Problem statement ->
Please retype the records below exactly, leaving out any pictures.

Raw records ->
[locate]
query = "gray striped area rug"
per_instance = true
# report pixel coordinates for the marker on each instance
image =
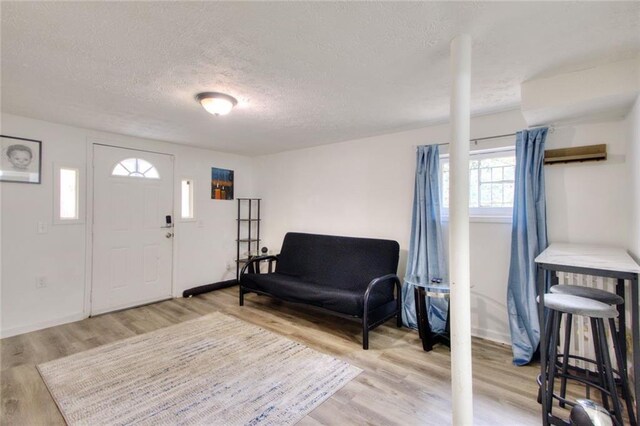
(215, 370)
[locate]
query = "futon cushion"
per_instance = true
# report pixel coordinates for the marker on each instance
(292, 289)
(344, 263)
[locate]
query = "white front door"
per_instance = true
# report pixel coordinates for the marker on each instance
(132, 245)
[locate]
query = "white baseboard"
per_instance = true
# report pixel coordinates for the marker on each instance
(41, 325)
(491, 335)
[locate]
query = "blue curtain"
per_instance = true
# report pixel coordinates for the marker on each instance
(528, 239)
(426, 254)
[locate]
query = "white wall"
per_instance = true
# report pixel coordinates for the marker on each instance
(203, 247)
(364, 187)
(589, 202)
(633, 136)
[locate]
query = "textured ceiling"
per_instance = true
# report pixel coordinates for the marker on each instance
(305, 73)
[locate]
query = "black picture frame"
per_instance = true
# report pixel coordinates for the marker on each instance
(20, 160)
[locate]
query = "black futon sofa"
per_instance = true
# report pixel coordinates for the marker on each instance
(353, 277)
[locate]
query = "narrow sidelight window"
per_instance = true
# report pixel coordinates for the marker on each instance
(69, 193)
(187, 199)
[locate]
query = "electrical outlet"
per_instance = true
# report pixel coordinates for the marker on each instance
(41, 282)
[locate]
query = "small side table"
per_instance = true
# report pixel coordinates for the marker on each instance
(423, 287)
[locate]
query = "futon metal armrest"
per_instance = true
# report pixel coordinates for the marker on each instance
(378, 281)
(257, 260)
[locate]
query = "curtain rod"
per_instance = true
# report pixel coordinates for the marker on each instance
(486, 138)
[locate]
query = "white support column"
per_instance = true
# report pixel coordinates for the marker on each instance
(461, 377)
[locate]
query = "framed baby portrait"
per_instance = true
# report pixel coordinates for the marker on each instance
(20, 159)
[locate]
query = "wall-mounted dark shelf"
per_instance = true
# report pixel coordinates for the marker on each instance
(248, 231)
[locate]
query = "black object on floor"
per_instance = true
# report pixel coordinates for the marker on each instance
(209, 287)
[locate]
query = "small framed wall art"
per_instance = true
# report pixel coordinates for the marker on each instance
(221, 184)
(21, 160)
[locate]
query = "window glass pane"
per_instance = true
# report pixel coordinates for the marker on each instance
(473, 188)
(485, 195)
(496, 195)
(130, 164)
(485, 174)
(509, 173)
(152, 173)
(68, 194)
(187, 199)
(119, 170)
(496, 174)
(491, 181)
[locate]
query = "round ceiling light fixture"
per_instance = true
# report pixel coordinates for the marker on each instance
(216, 103)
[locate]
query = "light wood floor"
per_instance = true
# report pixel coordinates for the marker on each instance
(400, 384)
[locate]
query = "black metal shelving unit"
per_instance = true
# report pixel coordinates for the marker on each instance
(248, 231)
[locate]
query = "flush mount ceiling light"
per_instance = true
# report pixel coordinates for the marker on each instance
(216, 103)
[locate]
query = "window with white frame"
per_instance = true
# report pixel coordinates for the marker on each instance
(186, 199)
(491, 183)
(135, 167)
(67, 192)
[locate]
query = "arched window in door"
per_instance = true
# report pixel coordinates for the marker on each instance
(135, 167)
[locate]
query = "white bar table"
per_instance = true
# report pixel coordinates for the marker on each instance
(601, 261)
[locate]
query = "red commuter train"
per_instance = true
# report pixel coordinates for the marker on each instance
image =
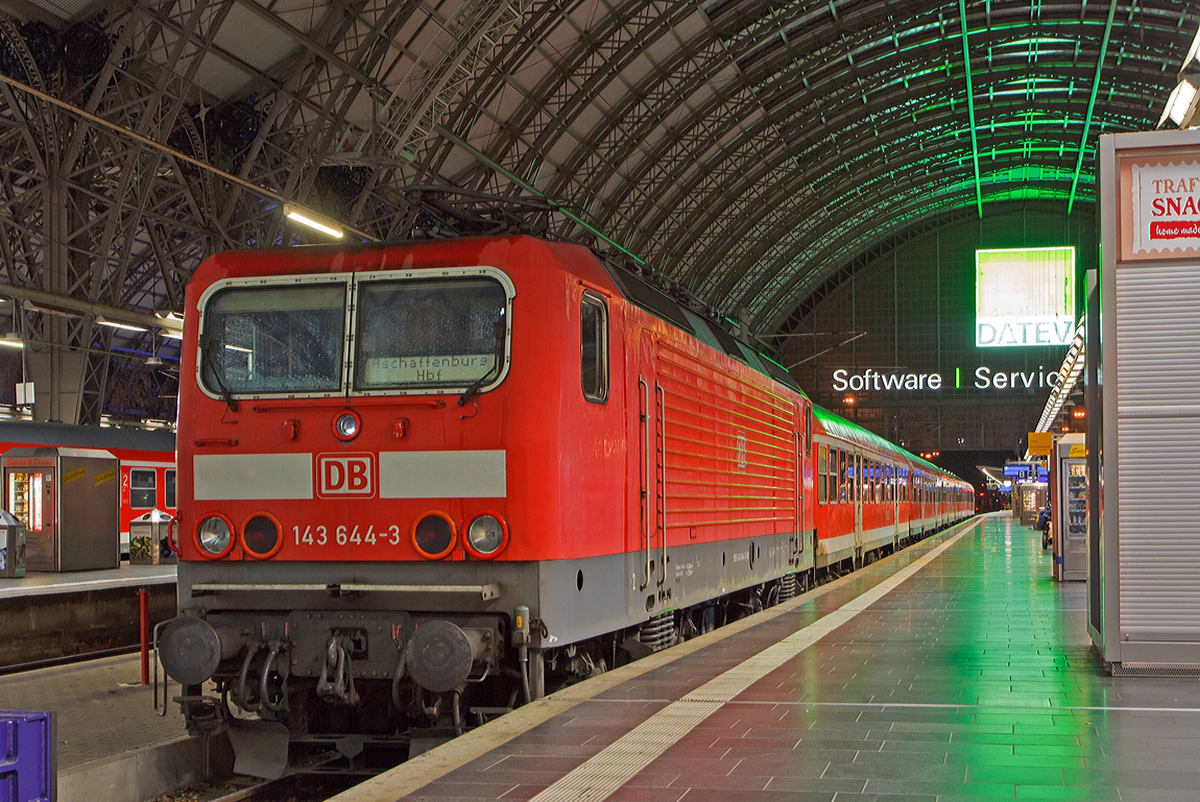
(147, 460)
(438, 477)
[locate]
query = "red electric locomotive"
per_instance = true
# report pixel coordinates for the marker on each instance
(427, 479)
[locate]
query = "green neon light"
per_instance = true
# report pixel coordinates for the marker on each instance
(1091, 102)
(975, 139)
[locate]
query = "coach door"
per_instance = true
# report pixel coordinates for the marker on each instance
(859, 462)
(894, 489)
(652, 570)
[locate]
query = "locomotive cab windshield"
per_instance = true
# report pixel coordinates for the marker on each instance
(411, 334)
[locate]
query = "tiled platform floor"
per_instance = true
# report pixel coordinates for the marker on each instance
(972, 678)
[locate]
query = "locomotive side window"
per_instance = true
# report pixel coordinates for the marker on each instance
(274, 339)
(822, 480)
(594, 348)
(430, 334)
(142, 488)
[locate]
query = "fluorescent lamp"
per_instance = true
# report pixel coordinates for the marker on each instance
(1179, 103)
(124, 327)
(311, 220)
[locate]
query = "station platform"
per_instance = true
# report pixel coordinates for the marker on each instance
(957, 669)
(49, 617)
(48, 584)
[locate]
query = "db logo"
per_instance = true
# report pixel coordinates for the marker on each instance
(346, 474)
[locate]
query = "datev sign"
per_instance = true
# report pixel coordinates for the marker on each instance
(1025, 297)
(984, 379)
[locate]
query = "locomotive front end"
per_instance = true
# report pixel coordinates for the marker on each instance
(347, 561)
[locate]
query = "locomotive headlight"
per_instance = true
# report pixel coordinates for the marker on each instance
(486, 536)
(215, 536)
(262, 536)
(433, 534)
(347, 425)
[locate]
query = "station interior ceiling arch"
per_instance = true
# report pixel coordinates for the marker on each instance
(760, 153)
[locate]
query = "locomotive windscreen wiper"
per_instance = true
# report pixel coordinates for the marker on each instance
(499, 328)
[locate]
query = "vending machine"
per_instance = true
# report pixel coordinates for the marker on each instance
(1068, 507)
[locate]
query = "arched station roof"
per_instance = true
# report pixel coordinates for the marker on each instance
(748, 149)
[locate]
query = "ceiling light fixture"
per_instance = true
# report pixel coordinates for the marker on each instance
(124, 327)
(312, 220)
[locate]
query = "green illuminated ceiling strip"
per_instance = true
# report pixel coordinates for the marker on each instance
(1091, 103)
(975, 139)
(529, 187)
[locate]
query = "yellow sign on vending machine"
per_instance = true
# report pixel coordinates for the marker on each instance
(1041, 443)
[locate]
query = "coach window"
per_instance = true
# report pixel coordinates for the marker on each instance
(142, 488)
(594, 348)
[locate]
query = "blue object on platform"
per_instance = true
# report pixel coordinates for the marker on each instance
(27, 758)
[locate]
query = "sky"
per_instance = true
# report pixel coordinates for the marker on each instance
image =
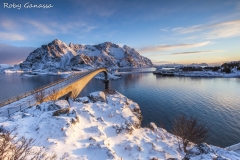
(165, 31)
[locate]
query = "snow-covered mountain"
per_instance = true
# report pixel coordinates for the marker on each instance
(58, 55)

Solution ->
[locate]
query = "gray striped area rug"
per_instance = true
# report pixel coordinates for the marker on each instance
image =
(215, 370)
[locate]
query = "futon cushion"
per_instance = true
# report pixel coordinates for the marker on each instance
(292, 289)
(344, 263)
[locate]
query = "white front door"
per_instance = true
# report pixel coordinates for the marker on each instance
(132, 245)
[locate]
query = "white baseboard"
per_instance = true
# report pixel coordinates for the marker on each instance
(41, 325)
(491, 335)
[locate]
query = "blue curtain"
per_instance = true
# report pixel coordinates for the marker on each instance
(528, 239)
(426, 254)
[locate]
query = "white wall"
per_instance = true
# report pixel coordinates for the marker on each instance
(203, 247)
(364, 187)
(589, 202)
(633, 136)
[locate]
query = "textured ceiling"
per_instance = true
# report pixel coordinates for the marker on each instance
(305, 73)
[locate]
query = "black picture frame"
per_instance = true
# report pixel coordinates for the marker on each instance
(20, 160)
[locate]
query = "black futon sofa"
per_instance = true
# report pixel coordinates for the marker on each instance
(353, 277)
[locate]
query = "narrow sidelight window"
per_instance = true
# report pixel coordinates for the marker on each instance
(69, 193)
(187, 199)
[locate]
query = "electrical outlet"
per_instance = true
# report pixel coordinates for the marker on each instance
(41, 282)
[locate]
query = "small side table"
per_instance = true
# report pixel coordinates for the marker on each instance
(423, 287)
[locate]
query = "futon metal armrest"
per_instance = true
# report pixel coordinates for the marker on each instance
(378, 281)
(257, 260)
[locate]
query = "curtain rod"
per_instance = true
# report pixel coordinates for the marker on each instance
(486, 138)
[locate]
query = "white support column"
per_instance = true
# report pixel coordinates for the marker on each instance
(461, 377)
[locate]
query = "framed baby portrait"
per_instance = true
# report pixel coordinates for the marker on each instance
(20, 159)
[locate]
query = "wall-mounted dark shelf"
per_instance = true
# report pixel coordinates for the marker on each instance
(248, 231)
[locate]
query = "black object on floor"
per_instance = true
# report pixel coordinates for the marker on each instance
(209, 287)
[locate]
query = "small framed wall art"
per_instance = true
# report pixel coordinates for the marker on each instance
(221, 184)
(21, 160)
[locate]
query = "window glass pane"
per_instance = true
# report pixel coordinates for the marker on each instance
(473, 188)
(485, 195)
(496, 195)
(130, 164)
(485, 174)
(509, 173)
(152, 173)
(68, 194)
(187, 199)
(119, 170)
(496, 174)
(491, 181)
[locate]
query = "round ceiling light fixture"
per_instance = true
# report pixel coordinates for the marker on each instance
(216, 103)
[locate]
query = "light wood floor"
per_instance = true
# report pixel coordinates for the marker on each instance
(400, 384)
[locate]
query = "black metal shelving unit"
per_instance = true
# report pixel coordinates for the marker on each instance
(248, 231)
[locate]
query = "flush mount ceiling light"
per_instance = true
# report pixel coordinates for the marker on each instance
(216, 103)
[locate]
query = "window with white frame"
per_instance = true
# report pixel coordinates for the marker on each instance
(186, 199)
(491, 183)
(135, 167)
(67, 192)
[locate]
query = "arched window in door"
per_instance = true
# report pixel coordinates for the marker on each instance
(135, 167)
[locate]
query = "white bar table"
per_instance = true
# report pixel coordinates for the marker on each instance
(601, 261)
[locate]
query = "red commuter train"
per_instance = true
# report pixel coordinates for the marker on each instance
image =
(147, 460)
(438, 477)
[locate]
query = "red electric locomotive"
per_instance = true
# report pixel coordinates for the marker on each instance
(427, 479)
[locate]
query = "green neon light"
per_instance = true
# report pixel coordinates for the marker on each instance
(1091, 102)
(975, 139)
[locate]
query = "coach door"
per_instance = true
# report pixel coordinates for the marker on each instance
(859, 462)
(894, 489)
(652, 570)
[locate]
query = "locomotive cab windshield"
per_instance = true
# report pixel coordinates for the marker on each instance
(411, 334)
[locate]
query = "tiled platform floor"
per_instance = true
# report pixel coordinates for the marker on each instance
(972, 678)
[locate]
query = "locomotive side window"
per_instance = true
# report pixel coordinates for the marker on each instance
(274, 339)
(822, 480)
(594, 348)
(430, 334)
(142, 488)
[locate]
query = "fluorescent lamp"
per_instance = true
# report pixel coordinates for the marker on each instance
(1179, 103)
(124, 327)
(311, 220)
[locate]
query = "station platform"
per_instance = true
# report pixel coordinates for the marker on each instance
(957, 669)
(49, 617)
(48, 584)
[locate]
query = "db logo"
per_instance = true
# report pixel coordinates for the marker on each instance
(346, 474)
[locate]
query = "datev sign"
per_instance = true
# report pixel coordinates for the marker on each instance
(1025, 297)
(984, 379)
[locate]
query = "locomotive front end"
per_instance = true
# report pixel coordinates for the marker on each instance
(347, 561)
[locate]
query = "locomotive headlight"
per_instance = true
# report pixel coordinates for the marker on each instance
(486, 536)
(215, 536)
(262, 536)
(433, 534)
(347, 425)
[locate]
query = "station interior ceiling arch"
per_instance = true
# report pixel coordinates for the marker on each instance
(760, 153)
[locate]
query = "locomotive windscreen wiper"
per_instance = true
# report pixel coordinates for the marker on each instance
(499, 328)
[locate]
query = "vending machine"
per_instance = true
# report pixel coordinates for the marker on each instance
(1068, 507)
[locate]
query = "arched station roof"
per_instance = true
# report pixel coordinates for the marker on each instance
(748, 149)
[locate]
query = "ceiling light fixture"
per_instance = true
# report pixel coordinates for the marker on each instance
(124, 327)
(312, 220)
[locate]
query = "green illuminated ceiling strip"
per_instance = true
# report pixel coordinates for the marker on each instance
(1091, 103)
(975, 139)
(529, 187)
[locate]
query = "yellow sign on vending machine"
per_instance = true
# report pixel coordinates for the marker on each instance
(1041, 443)
[locate]
query = "coach window"
per_instance = true
# report pixel coordinates for the marker on each instance
(142, 488)
(594, 348)
[locate]
query = "blue object on platform"
per_instance = true
# report pixel coordinates for the marker on each instance
(27, 758)
[locate]
query = "sky"
per_instance = true
# report pixel coordinates for the marker on each instance
image =
(165, 31)
[locate]
query = "snow-covered mountain"
per_instance = true
# report pixel coordinates for the marker on each instance
(58, 55)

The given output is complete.